* _Exercise goal_:
From the records below, extract every line that contains the word "brown".

— begin Entries supplied —

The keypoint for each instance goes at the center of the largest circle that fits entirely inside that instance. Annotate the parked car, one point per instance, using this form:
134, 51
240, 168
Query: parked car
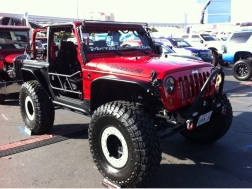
238, 51
207, 41
182, 47
220, 38
132, 94
43, 41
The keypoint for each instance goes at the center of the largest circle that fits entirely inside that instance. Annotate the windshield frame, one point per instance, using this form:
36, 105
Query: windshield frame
115, 33
9, 43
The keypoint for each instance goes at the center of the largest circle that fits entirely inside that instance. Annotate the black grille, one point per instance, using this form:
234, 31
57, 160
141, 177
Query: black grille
17, 67
191, 85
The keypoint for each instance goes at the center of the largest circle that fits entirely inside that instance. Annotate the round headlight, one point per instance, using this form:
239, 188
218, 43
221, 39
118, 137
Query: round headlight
169, 84
214, 77
11, 73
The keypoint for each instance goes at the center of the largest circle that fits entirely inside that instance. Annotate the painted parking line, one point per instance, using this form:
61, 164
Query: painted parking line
238, 87
4, 117
43, 140
40, 141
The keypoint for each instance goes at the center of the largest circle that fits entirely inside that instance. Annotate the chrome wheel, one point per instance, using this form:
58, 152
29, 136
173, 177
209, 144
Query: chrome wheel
114, 147
29, 108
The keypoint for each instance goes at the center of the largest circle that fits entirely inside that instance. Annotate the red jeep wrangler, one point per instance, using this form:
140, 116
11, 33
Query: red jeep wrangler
13, 40
133, 95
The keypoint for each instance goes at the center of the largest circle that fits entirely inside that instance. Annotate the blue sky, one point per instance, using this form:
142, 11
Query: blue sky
124, 10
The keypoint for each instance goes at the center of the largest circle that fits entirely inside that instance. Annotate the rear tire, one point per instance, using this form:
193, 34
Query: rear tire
216, 128
36, 108
124, 143
242, 69
222, 63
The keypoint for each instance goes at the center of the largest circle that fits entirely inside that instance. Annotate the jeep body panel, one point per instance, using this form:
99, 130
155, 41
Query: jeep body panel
12, 47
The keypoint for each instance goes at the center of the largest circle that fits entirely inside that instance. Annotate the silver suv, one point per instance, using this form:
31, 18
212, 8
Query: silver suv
238, 51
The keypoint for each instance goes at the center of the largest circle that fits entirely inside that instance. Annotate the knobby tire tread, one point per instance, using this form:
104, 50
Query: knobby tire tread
144, 135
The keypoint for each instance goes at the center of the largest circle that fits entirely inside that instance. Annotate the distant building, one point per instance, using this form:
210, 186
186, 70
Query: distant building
219, 11
101, 16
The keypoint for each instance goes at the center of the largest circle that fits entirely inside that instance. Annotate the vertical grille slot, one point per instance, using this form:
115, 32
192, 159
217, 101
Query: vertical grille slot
191, 85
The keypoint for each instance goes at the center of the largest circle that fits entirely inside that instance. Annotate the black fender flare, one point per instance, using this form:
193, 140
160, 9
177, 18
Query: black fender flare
36, 73
142, 85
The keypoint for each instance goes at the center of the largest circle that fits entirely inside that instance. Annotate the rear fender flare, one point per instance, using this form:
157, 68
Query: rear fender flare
96, 85
28, 74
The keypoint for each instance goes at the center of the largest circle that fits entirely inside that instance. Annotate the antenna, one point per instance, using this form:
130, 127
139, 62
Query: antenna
203, 12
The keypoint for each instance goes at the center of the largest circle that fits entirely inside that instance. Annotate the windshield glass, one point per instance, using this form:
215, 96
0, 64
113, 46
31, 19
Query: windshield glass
13, 39
179, 43
207, 37
105, 39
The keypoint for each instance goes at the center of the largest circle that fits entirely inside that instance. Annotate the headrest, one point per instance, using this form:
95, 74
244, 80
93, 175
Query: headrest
66, 46
101, 43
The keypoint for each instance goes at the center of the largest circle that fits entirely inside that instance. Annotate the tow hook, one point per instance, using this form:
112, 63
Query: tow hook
224, 110
189, 125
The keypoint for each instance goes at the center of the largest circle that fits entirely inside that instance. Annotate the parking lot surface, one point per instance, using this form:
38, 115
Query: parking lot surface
61, 158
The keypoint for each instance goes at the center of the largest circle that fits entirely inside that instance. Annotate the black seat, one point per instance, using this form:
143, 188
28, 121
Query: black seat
101, 43
68, 64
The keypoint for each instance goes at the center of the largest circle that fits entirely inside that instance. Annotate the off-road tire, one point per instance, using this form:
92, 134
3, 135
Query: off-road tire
242, 69
36, 108
137, 133
216, 128
2, 96
222, 63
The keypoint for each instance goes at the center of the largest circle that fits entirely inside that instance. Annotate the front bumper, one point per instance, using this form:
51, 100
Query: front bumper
10, 86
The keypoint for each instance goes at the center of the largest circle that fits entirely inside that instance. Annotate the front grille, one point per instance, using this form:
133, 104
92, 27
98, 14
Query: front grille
191, 85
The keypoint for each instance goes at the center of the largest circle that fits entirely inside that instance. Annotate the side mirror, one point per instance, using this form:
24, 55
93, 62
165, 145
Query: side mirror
159, 49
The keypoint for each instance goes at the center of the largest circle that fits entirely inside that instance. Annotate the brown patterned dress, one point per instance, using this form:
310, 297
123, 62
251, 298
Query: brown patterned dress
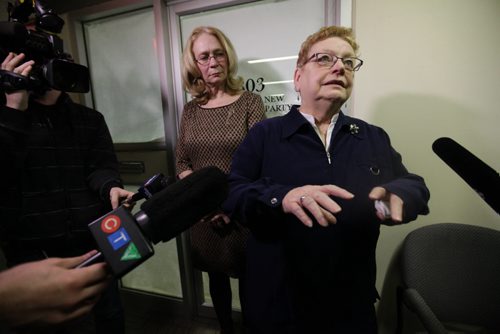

— end Entries supplied —

* _Exercise response_:
The keypoint for each instance goes at the center of the largest circle that fits entirely inside that instance. Annotate the brown patterned dress, one point per instance, using this form:
Query: brown patterned dress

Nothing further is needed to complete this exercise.